→ **Using the information**:
1. In the article on the WannaCry ransomware attack, how much ransom do the attackers demand?
2. Pick up the article on the WannaCry ransomware attack after its final sentence and keep writing it.

→ **Reading passage**:
┌──

Wannacry Ransomware Cyberattack is one of the worst cyberattacks in the Internet history, having affected over 150 countries and high value institutions in Europe. Institutions that have already been affected by the attack include the National Health Service in Britain, Telefonica in Spain, and multinational companies such as FedEx and LATAM Airlines. Although by yesterday reports were indicating that the Wannacry Ransomware Cyberattack was yet to find footing in Kenya, latest reports indicate that the worm has already affected over 15 institutions in the country.
The institutions that are currently affected in Kenya have not been revealed, as these institutions would rather keep quiet than reveal their vulnerabilities to the public. The public should however be worried as probably those affected could be hospitals, banks, or even a popular airline. If for instance one of the big banks is affected, then there is a potential risk that customers’ deposits are not safe.
At the wake of the global wannacry ransomware cyberattack, the Communications Authority of Kenya issued a guideline on how Kenyans could safeguard themselves against the ransomware, as the attackers take control of the a PC or computer system, locks the user from accessing that PC, then demands a ransom to the tune of $300 (approximately Shs 30,000) to be paid to specified bitcoin addresses. The guideline by the CA are nothing but to ensure that files are backed up offline, never to download attachments from unknown sources, and not to click on links anyhow. Additionally, it is important to ensure that by today you have updated the antivirus you are using, and immediately after run a complete virus scan on your PC or network.

└──

(Stored items from a collection)

┌──

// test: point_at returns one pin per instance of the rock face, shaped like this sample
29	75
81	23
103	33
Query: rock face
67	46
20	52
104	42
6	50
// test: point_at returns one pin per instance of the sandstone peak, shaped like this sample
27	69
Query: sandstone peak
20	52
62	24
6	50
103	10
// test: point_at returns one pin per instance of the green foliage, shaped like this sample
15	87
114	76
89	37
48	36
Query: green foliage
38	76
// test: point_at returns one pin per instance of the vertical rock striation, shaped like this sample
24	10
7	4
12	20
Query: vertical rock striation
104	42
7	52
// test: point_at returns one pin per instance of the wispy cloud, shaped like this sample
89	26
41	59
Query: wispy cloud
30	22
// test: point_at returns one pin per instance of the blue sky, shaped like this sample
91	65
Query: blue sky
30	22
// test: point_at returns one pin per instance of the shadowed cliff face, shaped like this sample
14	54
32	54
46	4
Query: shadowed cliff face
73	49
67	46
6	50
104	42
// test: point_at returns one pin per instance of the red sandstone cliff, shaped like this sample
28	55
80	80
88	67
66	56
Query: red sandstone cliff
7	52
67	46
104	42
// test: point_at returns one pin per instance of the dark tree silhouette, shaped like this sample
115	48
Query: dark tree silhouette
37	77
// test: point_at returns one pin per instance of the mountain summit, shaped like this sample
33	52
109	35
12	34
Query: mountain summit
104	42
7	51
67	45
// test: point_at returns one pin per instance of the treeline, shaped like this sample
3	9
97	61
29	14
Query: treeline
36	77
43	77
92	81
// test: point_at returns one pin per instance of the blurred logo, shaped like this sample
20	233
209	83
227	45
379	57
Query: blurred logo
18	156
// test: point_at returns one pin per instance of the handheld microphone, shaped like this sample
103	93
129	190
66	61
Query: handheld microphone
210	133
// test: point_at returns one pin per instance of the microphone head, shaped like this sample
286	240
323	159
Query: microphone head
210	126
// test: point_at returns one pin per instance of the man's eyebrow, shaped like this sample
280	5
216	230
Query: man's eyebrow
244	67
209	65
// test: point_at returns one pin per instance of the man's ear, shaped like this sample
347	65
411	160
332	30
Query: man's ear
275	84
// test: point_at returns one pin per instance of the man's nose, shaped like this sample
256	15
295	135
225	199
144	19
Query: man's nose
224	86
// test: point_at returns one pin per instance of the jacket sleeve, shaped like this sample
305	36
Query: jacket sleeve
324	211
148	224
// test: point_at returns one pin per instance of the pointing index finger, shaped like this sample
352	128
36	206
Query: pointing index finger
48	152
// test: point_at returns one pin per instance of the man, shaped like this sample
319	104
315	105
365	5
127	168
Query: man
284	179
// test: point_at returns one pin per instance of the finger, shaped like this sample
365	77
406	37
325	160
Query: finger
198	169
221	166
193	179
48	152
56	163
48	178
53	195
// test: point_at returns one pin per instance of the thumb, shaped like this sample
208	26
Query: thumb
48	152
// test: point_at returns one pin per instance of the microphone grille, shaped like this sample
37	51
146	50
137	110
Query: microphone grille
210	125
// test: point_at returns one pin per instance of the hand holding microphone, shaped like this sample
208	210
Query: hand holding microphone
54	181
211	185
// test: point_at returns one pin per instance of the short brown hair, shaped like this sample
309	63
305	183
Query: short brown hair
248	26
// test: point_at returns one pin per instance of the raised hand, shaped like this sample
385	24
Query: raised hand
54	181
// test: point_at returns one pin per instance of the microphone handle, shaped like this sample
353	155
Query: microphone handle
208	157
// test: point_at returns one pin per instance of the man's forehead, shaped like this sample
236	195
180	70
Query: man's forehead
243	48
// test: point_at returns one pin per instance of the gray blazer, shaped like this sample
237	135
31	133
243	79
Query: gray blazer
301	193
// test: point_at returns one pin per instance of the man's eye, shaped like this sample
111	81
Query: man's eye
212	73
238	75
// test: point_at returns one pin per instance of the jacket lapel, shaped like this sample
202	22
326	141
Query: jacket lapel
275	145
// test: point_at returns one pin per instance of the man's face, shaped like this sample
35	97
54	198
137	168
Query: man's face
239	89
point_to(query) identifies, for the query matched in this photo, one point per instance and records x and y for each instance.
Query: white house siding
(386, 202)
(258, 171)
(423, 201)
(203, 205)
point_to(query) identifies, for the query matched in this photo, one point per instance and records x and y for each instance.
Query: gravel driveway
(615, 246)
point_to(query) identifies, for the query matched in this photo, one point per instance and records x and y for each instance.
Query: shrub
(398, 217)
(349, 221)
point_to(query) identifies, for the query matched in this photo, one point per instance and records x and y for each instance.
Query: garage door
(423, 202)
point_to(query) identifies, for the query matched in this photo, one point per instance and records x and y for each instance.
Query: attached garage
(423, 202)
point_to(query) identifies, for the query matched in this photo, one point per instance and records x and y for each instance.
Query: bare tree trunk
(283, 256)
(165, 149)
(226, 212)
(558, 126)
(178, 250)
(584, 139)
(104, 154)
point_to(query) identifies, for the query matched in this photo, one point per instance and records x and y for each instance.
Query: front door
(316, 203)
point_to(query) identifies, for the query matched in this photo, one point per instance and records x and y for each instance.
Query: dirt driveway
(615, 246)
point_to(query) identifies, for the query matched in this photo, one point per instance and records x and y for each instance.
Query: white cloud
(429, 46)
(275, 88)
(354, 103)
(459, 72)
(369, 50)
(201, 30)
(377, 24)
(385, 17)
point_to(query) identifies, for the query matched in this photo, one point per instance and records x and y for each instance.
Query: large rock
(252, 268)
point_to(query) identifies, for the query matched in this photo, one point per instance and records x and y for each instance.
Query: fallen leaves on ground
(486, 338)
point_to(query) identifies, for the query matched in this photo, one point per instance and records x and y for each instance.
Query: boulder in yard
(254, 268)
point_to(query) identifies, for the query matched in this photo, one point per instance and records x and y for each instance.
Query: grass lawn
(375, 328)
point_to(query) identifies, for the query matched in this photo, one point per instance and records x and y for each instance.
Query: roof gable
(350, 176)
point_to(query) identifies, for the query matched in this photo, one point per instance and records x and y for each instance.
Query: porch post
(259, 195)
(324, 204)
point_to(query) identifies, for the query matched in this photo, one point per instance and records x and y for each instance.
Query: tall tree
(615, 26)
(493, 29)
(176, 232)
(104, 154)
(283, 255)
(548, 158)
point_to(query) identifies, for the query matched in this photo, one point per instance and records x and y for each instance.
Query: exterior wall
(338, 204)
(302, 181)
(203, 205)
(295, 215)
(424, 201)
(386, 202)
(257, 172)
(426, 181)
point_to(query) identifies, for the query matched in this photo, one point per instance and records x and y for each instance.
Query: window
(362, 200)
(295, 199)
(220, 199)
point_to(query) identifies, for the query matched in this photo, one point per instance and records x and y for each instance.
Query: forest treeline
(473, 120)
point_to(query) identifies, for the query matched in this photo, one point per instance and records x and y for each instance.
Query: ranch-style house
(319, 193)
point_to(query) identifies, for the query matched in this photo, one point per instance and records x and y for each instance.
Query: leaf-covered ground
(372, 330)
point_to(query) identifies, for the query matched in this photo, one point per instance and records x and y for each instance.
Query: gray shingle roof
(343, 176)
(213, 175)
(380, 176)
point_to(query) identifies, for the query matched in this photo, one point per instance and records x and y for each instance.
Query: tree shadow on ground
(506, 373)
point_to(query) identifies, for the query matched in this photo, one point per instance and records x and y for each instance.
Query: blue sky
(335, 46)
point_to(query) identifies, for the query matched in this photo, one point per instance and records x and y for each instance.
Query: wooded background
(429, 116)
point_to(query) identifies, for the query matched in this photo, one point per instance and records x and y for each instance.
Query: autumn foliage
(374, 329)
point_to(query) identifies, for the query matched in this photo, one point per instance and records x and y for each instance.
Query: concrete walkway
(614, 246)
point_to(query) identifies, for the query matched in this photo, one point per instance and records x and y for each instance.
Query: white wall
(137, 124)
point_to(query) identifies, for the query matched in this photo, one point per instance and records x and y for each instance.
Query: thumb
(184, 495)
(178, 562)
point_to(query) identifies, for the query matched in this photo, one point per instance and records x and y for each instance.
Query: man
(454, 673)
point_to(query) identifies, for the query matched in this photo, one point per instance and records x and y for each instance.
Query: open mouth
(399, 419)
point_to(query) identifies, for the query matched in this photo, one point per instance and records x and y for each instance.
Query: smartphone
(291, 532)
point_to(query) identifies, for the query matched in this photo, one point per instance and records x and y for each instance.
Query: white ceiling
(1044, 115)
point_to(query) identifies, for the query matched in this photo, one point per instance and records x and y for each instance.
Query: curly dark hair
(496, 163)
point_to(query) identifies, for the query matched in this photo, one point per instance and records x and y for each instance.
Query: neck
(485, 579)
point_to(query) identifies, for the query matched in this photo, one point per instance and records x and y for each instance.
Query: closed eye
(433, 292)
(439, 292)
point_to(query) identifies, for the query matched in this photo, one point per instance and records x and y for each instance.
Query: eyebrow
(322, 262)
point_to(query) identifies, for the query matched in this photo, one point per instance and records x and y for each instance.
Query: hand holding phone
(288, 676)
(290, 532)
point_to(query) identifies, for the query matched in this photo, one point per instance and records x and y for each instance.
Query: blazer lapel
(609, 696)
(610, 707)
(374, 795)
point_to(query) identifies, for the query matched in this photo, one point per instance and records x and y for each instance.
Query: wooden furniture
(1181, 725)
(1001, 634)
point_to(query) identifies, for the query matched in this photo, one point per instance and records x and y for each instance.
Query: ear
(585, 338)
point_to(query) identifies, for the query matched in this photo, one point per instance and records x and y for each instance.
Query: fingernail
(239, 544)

└──

→ **Answers given**:
1. $300 (approximately Shs 30,000), paid to specified bitcoin addresses.

2.
Those mostly affected by the ransomware are people still using Windows XP, an operating system that Microsoft stopped supporting in April 2014. At the wake of the wannacry attack on May 12 2017, Microsoft released an emergency patch the following day that you can access here.
It’s not just Windows XP that is at risk. Windows Server 2003, Windows 7, Windows Vistas and a few other non-supported windows have been mentioned as vulnerable to the largest cyberattack in history.
If by bad lack you are part of the over 200,000 individuals already affected, do not despair. You only need to do a system wipe and fresh re-install of all your softwares. What you need to avoid is paying the $300 ransom demanded by the hackers as there is no guarantee that after you have made the payment your system will be back to normal.